- Assigned task
Where a line of the records contains the word "window", show that line.

+ + + +

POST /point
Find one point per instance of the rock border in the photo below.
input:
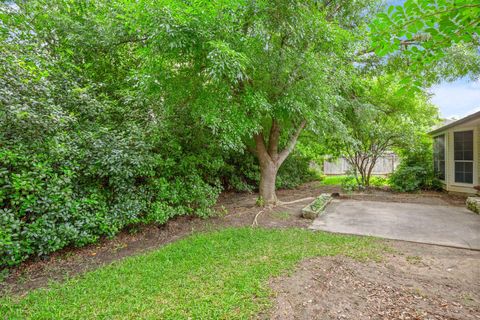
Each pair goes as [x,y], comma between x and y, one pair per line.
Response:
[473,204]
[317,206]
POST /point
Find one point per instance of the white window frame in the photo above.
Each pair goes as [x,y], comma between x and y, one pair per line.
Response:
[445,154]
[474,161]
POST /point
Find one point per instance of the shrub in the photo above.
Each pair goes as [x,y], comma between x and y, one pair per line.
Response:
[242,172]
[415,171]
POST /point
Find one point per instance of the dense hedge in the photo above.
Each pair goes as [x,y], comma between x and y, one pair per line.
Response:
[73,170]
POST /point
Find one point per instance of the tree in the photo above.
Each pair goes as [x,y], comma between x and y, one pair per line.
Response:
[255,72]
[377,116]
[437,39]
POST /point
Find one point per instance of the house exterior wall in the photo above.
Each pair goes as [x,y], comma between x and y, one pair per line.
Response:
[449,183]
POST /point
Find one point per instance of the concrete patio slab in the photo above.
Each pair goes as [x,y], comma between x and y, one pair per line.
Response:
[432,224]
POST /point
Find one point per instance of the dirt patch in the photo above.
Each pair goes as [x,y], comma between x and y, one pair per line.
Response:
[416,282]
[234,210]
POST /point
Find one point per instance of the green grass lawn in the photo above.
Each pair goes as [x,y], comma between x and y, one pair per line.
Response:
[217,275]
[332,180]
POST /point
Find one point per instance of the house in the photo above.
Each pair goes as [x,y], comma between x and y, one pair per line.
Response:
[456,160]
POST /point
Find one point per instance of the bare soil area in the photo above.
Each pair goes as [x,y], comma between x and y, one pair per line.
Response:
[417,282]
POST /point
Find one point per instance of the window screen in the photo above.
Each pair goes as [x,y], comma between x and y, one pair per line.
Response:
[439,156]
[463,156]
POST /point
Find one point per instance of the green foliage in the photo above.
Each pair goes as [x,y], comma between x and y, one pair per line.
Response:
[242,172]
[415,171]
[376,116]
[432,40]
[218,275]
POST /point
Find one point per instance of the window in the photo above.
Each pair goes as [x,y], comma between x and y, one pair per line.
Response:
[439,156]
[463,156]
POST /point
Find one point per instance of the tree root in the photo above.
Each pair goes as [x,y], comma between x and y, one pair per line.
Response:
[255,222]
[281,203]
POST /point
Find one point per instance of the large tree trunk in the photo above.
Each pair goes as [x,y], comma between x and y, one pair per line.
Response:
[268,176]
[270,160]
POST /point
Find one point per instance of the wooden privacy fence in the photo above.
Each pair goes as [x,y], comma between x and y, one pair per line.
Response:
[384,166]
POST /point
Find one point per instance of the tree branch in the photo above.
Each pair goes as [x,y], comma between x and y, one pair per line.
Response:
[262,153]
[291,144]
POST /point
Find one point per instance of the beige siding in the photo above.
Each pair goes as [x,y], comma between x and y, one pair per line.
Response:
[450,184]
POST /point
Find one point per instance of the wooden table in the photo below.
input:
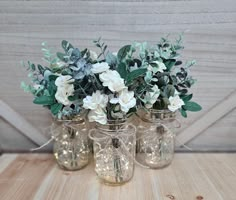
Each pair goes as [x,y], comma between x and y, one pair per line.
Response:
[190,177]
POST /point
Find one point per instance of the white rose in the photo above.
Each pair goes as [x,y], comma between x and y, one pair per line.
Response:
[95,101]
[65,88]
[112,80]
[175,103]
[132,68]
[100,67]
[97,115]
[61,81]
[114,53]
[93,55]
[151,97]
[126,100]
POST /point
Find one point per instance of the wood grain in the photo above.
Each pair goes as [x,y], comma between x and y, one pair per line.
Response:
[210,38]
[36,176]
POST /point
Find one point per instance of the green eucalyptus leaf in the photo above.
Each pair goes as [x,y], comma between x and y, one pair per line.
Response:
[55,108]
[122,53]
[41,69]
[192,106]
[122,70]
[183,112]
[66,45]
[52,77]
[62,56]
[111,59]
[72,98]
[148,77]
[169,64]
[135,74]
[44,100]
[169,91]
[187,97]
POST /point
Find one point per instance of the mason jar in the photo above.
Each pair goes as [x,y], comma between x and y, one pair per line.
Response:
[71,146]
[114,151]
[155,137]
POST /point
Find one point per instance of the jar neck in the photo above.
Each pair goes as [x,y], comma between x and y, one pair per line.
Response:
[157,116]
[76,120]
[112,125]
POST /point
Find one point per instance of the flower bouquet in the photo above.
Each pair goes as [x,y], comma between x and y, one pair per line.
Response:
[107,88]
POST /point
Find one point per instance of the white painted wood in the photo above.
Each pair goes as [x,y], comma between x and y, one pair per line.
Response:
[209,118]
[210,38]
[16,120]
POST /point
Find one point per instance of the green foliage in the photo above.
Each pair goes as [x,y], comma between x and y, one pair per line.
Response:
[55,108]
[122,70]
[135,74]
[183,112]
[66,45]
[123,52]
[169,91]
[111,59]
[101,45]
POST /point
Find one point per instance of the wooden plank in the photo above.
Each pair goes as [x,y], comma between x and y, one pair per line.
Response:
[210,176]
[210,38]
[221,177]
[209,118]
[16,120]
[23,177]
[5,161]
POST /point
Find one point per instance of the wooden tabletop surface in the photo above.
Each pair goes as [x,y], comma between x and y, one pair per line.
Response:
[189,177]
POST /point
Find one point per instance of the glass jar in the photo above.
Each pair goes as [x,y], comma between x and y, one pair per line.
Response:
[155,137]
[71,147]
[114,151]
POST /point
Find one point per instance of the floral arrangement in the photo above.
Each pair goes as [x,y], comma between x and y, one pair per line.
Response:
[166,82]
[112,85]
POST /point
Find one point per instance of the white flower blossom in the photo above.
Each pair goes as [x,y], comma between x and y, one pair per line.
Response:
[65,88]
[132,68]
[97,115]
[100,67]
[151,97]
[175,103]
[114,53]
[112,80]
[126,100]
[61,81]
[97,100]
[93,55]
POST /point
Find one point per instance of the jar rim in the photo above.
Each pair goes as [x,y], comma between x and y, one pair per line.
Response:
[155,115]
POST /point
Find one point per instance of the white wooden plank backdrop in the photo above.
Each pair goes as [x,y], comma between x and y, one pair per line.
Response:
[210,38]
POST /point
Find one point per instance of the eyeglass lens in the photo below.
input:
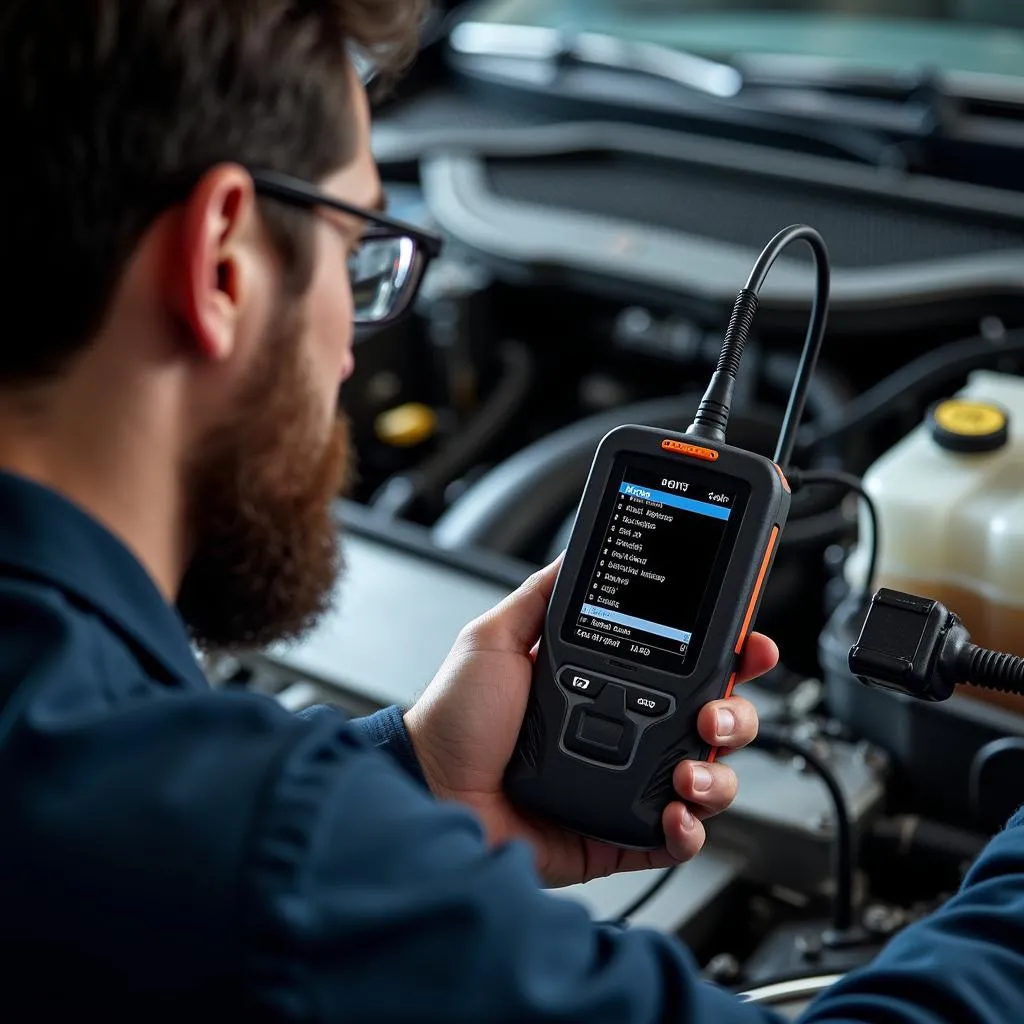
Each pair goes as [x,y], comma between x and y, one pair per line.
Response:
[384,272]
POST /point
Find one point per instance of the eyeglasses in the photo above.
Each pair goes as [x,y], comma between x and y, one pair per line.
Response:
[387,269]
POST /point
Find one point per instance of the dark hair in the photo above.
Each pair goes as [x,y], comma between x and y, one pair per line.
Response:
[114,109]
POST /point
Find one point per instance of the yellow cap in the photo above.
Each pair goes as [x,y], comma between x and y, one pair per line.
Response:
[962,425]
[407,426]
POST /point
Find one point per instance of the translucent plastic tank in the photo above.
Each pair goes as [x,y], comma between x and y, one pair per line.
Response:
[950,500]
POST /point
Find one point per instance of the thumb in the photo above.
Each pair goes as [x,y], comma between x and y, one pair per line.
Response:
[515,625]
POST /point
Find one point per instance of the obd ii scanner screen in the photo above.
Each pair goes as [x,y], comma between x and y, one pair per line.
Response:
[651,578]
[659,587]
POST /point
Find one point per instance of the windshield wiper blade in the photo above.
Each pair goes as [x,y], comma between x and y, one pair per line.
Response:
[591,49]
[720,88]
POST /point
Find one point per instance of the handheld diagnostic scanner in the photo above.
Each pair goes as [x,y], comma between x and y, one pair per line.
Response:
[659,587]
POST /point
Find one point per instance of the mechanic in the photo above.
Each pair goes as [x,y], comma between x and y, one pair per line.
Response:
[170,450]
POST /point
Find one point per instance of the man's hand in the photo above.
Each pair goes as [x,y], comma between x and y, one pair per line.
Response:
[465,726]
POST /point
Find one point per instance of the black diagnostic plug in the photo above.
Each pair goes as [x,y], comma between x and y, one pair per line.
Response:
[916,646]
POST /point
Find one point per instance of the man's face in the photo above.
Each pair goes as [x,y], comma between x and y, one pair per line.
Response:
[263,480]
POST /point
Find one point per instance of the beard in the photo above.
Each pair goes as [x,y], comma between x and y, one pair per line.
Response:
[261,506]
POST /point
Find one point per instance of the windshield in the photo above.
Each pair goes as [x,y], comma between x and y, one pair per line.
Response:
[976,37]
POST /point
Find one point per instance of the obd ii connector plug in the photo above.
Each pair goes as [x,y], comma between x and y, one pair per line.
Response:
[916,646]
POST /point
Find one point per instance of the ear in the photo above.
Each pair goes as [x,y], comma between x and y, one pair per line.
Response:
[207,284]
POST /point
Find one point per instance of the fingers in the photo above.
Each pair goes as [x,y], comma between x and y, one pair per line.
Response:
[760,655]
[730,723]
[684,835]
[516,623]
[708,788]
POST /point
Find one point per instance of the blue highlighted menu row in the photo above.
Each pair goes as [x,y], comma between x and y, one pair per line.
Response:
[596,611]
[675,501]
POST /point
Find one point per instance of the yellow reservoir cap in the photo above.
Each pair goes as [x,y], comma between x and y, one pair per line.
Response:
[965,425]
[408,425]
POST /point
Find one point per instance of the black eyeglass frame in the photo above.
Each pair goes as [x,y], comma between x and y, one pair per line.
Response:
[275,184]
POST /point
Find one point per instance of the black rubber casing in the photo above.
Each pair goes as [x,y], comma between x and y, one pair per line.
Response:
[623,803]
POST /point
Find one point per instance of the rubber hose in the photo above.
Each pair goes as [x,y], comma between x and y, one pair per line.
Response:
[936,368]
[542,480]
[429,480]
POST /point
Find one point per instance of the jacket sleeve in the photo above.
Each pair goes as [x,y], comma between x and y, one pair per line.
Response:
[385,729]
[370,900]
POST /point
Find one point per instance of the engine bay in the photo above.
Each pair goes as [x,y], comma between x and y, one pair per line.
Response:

+ + + +

- Result
Find one point per instance of the white window frame in the photo above.
Find one point per instance of the window screen in the photo above.
Find one point per instance of the window in the photo above.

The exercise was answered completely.